Format every line of the entries below as a numbered list, skipping any blank lines. Leave the pictures out of your answer.

===== PROVIDED DATA =====

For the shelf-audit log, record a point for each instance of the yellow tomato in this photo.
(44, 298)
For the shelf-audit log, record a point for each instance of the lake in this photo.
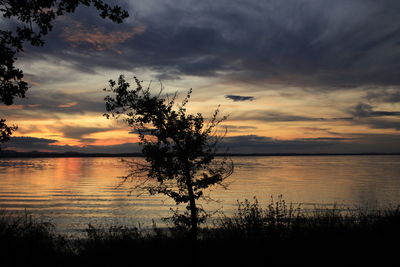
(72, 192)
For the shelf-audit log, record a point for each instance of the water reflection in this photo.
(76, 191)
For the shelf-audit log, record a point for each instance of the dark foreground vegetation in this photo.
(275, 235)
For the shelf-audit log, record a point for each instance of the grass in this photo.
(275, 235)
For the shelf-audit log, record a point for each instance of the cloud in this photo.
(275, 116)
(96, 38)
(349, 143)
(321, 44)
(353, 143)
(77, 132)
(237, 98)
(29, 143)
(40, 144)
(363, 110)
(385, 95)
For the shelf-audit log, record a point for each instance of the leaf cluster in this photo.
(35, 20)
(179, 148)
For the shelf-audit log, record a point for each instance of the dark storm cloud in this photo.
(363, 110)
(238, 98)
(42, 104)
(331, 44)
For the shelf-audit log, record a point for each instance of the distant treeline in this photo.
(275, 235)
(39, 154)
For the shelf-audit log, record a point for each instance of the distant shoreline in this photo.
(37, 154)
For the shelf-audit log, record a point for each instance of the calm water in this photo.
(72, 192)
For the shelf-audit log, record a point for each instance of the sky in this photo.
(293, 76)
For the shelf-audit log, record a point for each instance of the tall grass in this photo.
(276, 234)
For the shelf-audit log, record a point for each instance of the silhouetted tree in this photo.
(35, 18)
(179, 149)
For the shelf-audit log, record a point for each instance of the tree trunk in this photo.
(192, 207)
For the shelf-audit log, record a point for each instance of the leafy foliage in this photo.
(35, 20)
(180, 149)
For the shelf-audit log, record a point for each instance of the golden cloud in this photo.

=====

FINISHED EXERCISE >>
1. For the shelf-audit log, record a point for each instance of the yellow tomato in this photo.
2. (44, 298)
3. For the shelf-audit log, record a point for each instance of the lake in this photo.
4. (72, 192)
5. For the shelf-audit log, record a point for each instance of the water reflection in this photo.
6. (76, 191)
7. For the shelf-audit log, record a point for each instance of the dark foreground vegetation in this photo.
8. (275, 235)
9. For the shelf-audit log, record a point for each instance of the grass in this photo.
10. (275, 235)
11. For the shelf-audit log, record a point for each instance of the cloud in this photo.
12. (275, 116)
13. (96, 38)
14. (349, 143)
15. (321, 44)
16. (353, 143)
17. (77, 132)
18. (237, 98)
19. (29, 143)
20. (40, 144)
21. (363, 110)
22. (385, 95)
23. For the shelf-audit log, record a point for each instance of the leaf cluster in this photo.
24. (35, 20)
25. (179, 148)
26. For the shelf-audit log, record a point for each instance of the dark storm cloud in this photo.
27. (363, 110)
28. (238, 98)
29. (42, 104)
30. (331, 44)
31. For the shelf-audit log, record a point for each instance of the distant treeline in this photo.
32. (275, 235)
33. (39, 154)
34. For the shelf-audit log, record a point for each instance of the distant shoreline in this photo.
35. (37, 154)
36. For the shelf-audit log, record a point for each instance of the calm water in this photo.
37. (72, 192)
38. For the shelf-audit log, record a point for each instance of the sky in this photo.
39. (293, 76)
40. For the shelf-audit log, record a point for each instance of the tall grass in this photo.
41. (276, 234)
42. For the shelf-audit log, record a point for each instance of the silhouetted tree in this photo.
43. (35, 18)
44. (179, 149)
45. For the shelf-audit log, record a point for each instance of the tree trunk in this photo.
46. (192, 207)
47. For the shelf-audit log, record a point for each instance of the leafy foliage in this photo.
48. (35, 20)
49. (180, 149)
50. For the shelf-audit log, record a point for each instance of the golden cloud in this photo.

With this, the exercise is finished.